WHAT YOU SHOULD DO:
Count every line in the entries that contains "green". Report that count alone.

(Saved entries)
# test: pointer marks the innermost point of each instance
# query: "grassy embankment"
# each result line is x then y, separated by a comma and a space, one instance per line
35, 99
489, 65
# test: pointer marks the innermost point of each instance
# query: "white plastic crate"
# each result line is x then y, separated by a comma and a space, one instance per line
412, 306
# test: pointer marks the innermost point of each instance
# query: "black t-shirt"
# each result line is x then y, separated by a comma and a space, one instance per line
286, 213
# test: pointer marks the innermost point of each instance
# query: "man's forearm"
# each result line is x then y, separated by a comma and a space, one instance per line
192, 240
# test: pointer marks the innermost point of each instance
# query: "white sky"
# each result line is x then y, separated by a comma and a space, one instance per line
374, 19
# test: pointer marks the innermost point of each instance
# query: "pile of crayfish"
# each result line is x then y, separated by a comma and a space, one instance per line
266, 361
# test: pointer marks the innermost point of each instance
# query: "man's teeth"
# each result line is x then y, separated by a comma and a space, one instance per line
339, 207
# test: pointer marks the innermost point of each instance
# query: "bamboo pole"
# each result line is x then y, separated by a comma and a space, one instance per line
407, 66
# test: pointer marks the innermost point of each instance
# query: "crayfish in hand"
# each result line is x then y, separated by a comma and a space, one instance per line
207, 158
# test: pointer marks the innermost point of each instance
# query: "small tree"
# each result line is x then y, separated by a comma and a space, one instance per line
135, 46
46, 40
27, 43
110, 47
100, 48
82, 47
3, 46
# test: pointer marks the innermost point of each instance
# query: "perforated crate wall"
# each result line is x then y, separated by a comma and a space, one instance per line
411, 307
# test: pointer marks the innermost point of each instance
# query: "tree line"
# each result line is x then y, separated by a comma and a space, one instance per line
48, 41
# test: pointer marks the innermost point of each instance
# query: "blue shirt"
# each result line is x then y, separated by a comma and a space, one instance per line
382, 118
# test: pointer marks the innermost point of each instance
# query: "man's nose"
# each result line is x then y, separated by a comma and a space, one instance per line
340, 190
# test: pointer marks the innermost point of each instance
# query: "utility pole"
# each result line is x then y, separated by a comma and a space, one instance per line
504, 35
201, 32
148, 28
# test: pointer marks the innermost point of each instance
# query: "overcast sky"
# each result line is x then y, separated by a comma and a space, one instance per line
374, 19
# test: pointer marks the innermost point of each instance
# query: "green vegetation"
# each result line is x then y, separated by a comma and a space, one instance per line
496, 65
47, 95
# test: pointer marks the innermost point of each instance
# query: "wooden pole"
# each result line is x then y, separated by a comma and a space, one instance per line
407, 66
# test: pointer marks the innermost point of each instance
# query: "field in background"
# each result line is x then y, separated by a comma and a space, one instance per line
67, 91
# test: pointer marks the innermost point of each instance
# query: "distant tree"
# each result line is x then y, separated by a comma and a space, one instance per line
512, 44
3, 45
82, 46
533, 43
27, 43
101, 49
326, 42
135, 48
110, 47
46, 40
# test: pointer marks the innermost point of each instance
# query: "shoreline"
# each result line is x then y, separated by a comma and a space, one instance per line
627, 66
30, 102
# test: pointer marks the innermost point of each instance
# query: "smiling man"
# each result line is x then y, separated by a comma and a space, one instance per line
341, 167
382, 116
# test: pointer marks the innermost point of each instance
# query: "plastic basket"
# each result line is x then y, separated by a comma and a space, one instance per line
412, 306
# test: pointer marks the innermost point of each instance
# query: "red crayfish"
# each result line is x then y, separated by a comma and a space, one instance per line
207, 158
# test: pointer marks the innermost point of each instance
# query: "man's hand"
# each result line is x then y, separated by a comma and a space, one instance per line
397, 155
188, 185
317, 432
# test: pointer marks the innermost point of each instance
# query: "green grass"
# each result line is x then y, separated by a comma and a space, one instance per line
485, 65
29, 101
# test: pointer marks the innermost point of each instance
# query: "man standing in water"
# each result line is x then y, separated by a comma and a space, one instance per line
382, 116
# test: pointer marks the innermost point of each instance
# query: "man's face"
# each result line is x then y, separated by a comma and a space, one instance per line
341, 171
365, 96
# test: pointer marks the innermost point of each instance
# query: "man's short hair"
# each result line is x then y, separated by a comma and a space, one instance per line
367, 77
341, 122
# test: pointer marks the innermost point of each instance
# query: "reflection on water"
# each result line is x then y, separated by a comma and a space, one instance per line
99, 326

TASK ANSWER:
2